> [Extract to read]:

I’d like to initiate a discussion about a recently published paper containing recommendations on data versioning:
Klump, J., Pampel, H., Rothfritz, L., & Strecker, D. (2024). Recommendations on Data Versioning. Berlin, Germany: Humboldt-Universität zu Berlin. https://doi.org/10.5281/zenodo.13743876
In my view, these recommendations are very useful to help us turn general principles into actionable recommendations. Here are some comments on the paper:
Page 10: “Recommendations”
Comment: For data managed without a Git or other versioning system, I think there should be a recommendation that all changes should result in new minor or major releases. If not, how can you ensure that changes are documented in a transparent and consistent manner? Just having the data stored somewhere including a document where you describe the changes is not enough to ensure reproducibility in a persistent way.
Page 15: “Using Git for revision management automatically records provenance.”
Comment: I think this needs to be modified. Git records “technical” changes at file level, but without the people doing the changes providing more information, e.g, about methodology, origin of sources etc., the Git-recorded information does not represent sufficient provenance.
Page 15: “There are no known examples where manifestations of data have been separately identified with PIDs.”
Comment: Not sure I understand what this sentence means, but in DataverseNO, the same expression (e.g., tabular data) may be archived as multiple manifestations (e.g., as an Excel file and as a tab-separated plain text file), each of them identified with its own file-level DOI.

> [Exercise prompt]: Decide whether each statement agrees with the post about the data versioning paper. (a) The writer considers the information Git records on its own to be sufficient provenance. (b) In DataverseNO, several manifestations of the same expression can each be identified with a separate DOI. (c) For data managed without a versioning system, the writer proposes that every change should produce a new minor or major release.

> [Raw records]:
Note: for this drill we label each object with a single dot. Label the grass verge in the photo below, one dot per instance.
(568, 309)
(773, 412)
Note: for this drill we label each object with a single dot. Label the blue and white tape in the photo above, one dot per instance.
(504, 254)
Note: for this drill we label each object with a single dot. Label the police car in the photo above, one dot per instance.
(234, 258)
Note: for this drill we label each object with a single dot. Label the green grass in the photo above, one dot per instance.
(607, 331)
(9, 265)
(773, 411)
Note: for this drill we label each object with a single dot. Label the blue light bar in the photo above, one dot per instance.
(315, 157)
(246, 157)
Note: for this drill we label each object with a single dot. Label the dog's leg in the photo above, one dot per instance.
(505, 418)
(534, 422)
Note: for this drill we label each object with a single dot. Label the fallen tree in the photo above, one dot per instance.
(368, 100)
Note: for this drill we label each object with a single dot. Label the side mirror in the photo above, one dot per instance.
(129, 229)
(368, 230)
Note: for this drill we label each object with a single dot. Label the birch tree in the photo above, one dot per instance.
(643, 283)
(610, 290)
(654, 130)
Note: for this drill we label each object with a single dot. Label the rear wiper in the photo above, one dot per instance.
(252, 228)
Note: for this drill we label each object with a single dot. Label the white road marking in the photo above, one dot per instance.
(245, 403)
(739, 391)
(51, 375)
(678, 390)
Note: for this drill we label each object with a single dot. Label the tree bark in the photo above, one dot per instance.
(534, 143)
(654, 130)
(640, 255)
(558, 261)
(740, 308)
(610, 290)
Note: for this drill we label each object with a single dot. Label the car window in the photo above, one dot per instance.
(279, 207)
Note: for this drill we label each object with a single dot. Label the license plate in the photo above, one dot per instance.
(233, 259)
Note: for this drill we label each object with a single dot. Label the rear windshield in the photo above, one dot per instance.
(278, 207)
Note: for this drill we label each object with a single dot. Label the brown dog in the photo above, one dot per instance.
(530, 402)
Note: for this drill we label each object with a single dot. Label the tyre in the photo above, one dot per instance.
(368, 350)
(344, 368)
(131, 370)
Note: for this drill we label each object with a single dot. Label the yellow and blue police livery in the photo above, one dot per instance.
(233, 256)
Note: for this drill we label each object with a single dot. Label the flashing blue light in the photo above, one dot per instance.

> [Exercise response]:
(a) No: "the Git-recorded information does not represent sufficient provenance."
(b) Yes: "each of them identified with its own file-level DOI."
(c) Yes: "all changes should result in new minor or major releases."